Which lines in the entries below contain the word "outline", with case counting? Show each such line in full.

## LISTED RECORDS
========================

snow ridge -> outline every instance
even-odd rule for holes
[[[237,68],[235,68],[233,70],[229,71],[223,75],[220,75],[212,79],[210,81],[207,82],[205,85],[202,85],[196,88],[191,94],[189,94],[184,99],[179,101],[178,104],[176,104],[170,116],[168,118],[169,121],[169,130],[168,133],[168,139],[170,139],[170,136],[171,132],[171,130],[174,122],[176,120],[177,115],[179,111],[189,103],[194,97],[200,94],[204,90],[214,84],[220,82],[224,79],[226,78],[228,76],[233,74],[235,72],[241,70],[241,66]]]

========================

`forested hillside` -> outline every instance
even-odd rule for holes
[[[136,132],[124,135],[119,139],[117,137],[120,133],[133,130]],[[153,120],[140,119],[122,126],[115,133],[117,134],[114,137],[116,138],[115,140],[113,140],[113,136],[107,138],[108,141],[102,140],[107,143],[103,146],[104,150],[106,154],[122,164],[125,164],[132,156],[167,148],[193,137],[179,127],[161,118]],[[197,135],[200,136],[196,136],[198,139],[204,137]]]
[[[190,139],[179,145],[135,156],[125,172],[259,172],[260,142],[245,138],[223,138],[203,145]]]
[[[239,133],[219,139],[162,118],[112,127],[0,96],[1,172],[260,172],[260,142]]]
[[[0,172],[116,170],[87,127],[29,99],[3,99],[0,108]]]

========================

## EXERCISE OUTPUT
snow ridge -> outline every instance
`forested hillside` -> outline every instance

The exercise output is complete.